# RECORDS SUPPLIED
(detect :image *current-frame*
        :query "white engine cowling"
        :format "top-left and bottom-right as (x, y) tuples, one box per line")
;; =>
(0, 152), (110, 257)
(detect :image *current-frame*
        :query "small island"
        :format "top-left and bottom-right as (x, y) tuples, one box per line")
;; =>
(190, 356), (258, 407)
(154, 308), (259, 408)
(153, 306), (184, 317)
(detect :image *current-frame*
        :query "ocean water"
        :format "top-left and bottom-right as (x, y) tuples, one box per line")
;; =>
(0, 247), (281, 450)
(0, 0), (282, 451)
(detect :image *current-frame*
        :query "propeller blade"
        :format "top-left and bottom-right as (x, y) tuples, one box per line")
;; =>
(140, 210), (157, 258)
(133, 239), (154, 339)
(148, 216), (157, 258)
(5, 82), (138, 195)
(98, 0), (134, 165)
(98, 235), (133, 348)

# PROBLEM DESCRIPTION
Could you return the complete set of entries exactly?

# ANSWER AREA
(detect :image *current-frame*
        :query "white engine cowling"
        :format "top-left and bottom-right as (x, y) tuples, one box per line")
;; =>
(0, 152), (110, 257)
(detect :image *current-frame*
        :query "small island"
        :format "top-left and bottom-right as (x, y) tuples, one box per line")
;; =>
(190, 356), (258, 407)
(154, 308), (259, 408)
(153, 306), (184, 317)
(detect :image *current-frame*
        :query "ocean water"
        :format "top-left and bottom-right as (x, y) tuples, one box per line")
;; =>
(0, 247), (281, 450)
(0, 0), (282, 451)
(detect :image *current-frame*
        :query "propeller blade"
        :format "top-left and bottom-right as (x, y) tuples, one box per line")
;; =>
(140, 210), (157, 258)
(133, 239), (154, 339)
(148, 216), (157, 258)
(5, 82), (138, 195)
(98, 0), (134, 165)
(98, 235), (133, 348)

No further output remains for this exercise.